> EXERCISE TASK
Exclude the pictures, then repeat the remaining data exactly.

= = = =

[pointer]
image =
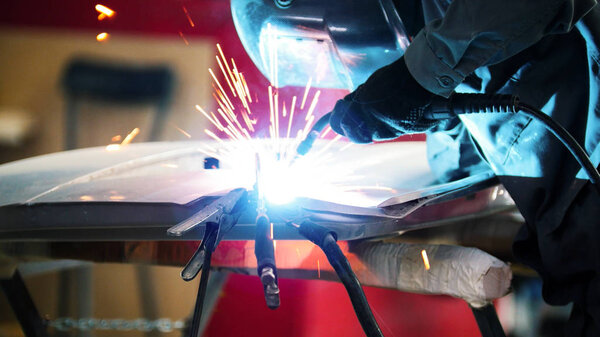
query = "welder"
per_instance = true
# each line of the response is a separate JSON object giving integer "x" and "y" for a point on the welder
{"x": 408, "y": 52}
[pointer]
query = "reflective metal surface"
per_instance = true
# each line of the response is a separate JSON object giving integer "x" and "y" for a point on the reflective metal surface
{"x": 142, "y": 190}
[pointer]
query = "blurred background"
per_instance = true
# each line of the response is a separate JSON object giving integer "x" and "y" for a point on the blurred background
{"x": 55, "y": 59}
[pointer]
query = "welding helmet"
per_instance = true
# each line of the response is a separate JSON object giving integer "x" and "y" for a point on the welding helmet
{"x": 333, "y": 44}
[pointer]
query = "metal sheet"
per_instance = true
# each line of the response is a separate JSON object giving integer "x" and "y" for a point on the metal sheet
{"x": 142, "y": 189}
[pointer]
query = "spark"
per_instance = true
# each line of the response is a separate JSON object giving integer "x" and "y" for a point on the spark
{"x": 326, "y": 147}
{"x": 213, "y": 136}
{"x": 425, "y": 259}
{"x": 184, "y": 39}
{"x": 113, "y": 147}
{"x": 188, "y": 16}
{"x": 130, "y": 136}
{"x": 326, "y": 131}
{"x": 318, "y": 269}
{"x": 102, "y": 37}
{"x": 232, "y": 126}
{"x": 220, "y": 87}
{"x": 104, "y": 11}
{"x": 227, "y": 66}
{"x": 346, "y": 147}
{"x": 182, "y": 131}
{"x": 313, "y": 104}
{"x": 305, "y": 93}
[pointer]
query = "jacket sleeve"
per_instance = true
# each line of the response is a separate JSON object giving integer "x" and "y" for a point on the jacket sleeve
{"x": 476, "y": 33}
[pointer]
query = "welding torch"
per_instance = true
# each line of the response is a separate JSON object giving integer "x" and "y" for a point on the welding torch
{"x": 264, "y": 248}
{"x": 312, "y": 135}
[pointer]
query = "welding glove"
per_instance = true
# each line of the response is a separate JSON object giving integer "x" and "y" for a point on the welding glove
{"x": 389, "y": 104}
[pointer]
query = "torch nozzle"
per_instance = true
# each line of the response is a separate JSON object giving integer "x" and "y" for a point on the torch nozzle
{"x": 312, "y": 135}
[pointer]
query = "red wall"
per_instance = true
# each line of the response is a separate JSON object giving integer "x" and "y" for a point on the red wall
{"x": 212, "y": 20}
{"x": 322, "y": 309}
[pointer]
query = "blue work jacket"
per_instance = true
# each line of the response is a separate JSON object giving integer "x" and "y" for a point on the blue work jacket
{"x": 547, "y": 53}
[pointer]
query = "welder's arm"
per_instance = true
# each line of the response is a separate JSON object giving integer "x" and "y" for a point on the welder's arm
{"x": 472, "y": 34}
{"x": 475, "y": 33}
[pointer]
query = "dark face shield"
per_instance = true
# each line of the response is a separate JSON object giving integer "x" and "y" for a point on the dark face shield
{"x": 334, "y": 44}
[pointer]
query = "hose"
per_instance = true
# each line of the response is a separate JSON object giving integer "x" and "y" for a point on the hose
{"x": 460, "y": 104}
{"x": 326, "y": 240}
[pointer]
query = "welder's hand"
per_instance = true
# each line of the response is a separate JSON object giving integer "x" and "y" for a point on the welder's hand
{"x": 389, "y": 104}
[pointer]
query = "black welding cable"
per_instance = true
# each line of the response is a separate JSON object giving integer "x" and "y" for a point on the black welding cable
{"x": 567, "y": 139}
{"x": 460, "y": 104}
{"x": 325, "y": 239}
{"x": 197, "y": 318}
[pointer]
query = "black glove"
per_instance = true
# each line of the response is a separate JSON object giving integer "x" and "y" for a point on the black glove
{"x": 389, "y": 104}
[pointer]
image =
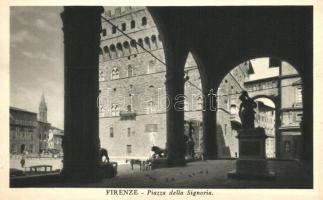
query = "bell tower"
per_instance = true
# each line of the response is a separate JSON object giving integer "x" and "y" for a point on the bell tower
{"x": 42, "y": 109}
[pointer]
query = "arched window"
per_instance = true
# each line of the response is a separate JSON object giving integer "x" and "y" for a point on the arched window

= = = =

> SOLUTION TO THIS PROBLEM
[pointer]
image =
query = "welder"
per_instance = true
# each line of the response is a separate JSON object giving integer "x" and "y" for a point on the welder
{"x": 408, "y": 52}
[pointer]
query = "reflective metal surface"
per_instance = true
# each line of the response is a separate JSON object giving integer "x" and "y" for a point on the reflective metal surface
{"x": 142, "y": 190}
[pointer]
query = "blurred background"
per_instance = true
# each line of the response is a separate JSON object giving integer "x" and "y" for a point on the blurred background
{"x": 55, "y": 59}
[pointer]
query = "welding helmet"
per_instance = true
# each line of the response is a separate JSON object giving integer "x" and "y" for a point on the welding helmet
{"x": 333, "y": 44}
[pointer]
query = "metal sheet"
per_instance = true
# each line of the response is a separate JSON object giving integer "x" and "y" for a point on the metal sheet
{"x": 142, "y": 189}
[pointer]
query = "spark"
per_instance = true
# each line of the response is a separate JSON object giving integer "x" and "y" for a point on the spark
{"x": 326, "y": 147}
{"x": 213, "y": 136}
{"x": 425, "y": 259}
{"x": 184, "y": 39}
{"x": 113, "y": 147}
{"x": 188, "y": 16}
{"x": 130, "y": 136}
{"x": 326, "y": 131}
{"x": 318, "y": 269}
{"x": 102, "y": 37}
{"x": 232, "y": 126}
{"x": 220, "y": 87}
{"x": 104, "y": 11}
{"x": 227, "y": 66}
{"x": 346, "y": 147}
{"x": 182, "y": 131}
{"x": 313, "y": 104}
{"x": 305, "y": 93}
[pointer]
query = "jacket sleeve"
per_instance = true
# each line of the response is a separate JSON object giving integer "x" and "y" for a point on the jacket sleeve
{"x": 476, "y": 33}
[pointer]
query = "welding torch"
per_instance = true
# each line of the response is a separate JSON object giving integer "x" and "y" for a point on the welding torch
{"x": 264, "y": 248}
{"x": 312, "y": 135}
[pointer]
query = "welding glove"
per_instance = true
# each line of the response is a separate JSON object giving integer "x" and "y" for a point on the welding glove
{"x": 389, "y": 104}
[pointer]
query = "torch nozzle"
per_instance = true
# each line of the response is a separate JSON object giving integer "x" and "y" for a point on the torch nozzle
{"x": 312, "y": 135}
[pointer]
query = "red wall"
per_instance = true
# each line of the response is a separate JSON object giving integer "x" and "y" for a point on the red wall
{"x": 212, "y": 20}
{"x": 322, "y": 309}
[pointer]
query = "blue work jacket"
per_instance = true
# each line of the response is a separate JSON object giving integer "x" and "y" for a point on the blue work jacket
{"x": 547, "y": 53}
[pointer]
query = "welder's arm"
per_instance = true
# each line of the response is a separate JSON object giving integer "x" and "y" for a point on the welder's arm
{"x": 472, "y": 34}
{"x": 475, "y": 33}
[pointer]
query = "dark face shield"
per_instance = true
# each line of the response is a separate JSON object giving integer "x" and "y" for a point on the dark face shield
{"x": 334, "y": 44}
[pointer]
query = "hose"
per_instance = true
# each line of the response is a separate JSON object giving integer "x" and "y" for a point on the hose
{"x": 460, "y": 104}
{"x": 326, "y": 240}
[pointer]
query = "welder's hand"
per_instance = true
# each line of the response is a separate JSON object giving integer "x" and "y" for a point on the welder's hand
{"x": 389, "y": 104}
[pointer]
query = "black welding cable"
per_instance = true
# each line of the response is a separate JSON object giving integer "x" and "y" for a point on the black welding cable
{"x": 567, "y": 139}
{"x": 460, "y": 104}
{"x": 325, "y": 239}
{"x": 197, "y": 318}
[pointer]
query = "black glove"
per_instance = true
# each line of the response is a separate JSON object giving integer "x" and "y" for a point on the black glove
{"x": 389, "y": 104}
[pointer]
image =
query = "bell tower"
per_instance = true
# each line of the response is a separate JSON object giving integer "x" and "y" for a point on the bell tower
{"x": 42, "y": 109}
[pointer]
query = "arched window"
per_instance = true
# each line of the response is a separate JSON object giving integer "x" and "y" for a point on the arched window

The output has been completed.